What the task requires — The task calls for the count of lines containing "query" in these records, given as a number with no other words.

Records provided —
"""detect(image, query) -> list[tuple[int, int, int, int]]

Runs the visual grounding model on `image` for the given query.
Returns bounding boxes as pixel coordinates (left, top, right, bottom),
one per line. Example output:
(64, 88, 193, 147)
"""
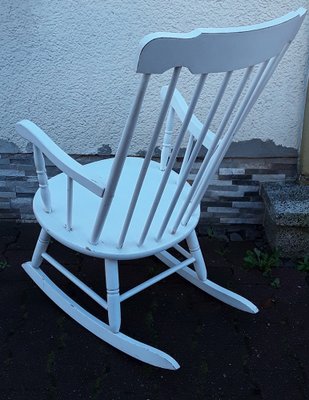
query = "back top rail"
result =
(136, 8, 306, 74)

Answer section — 3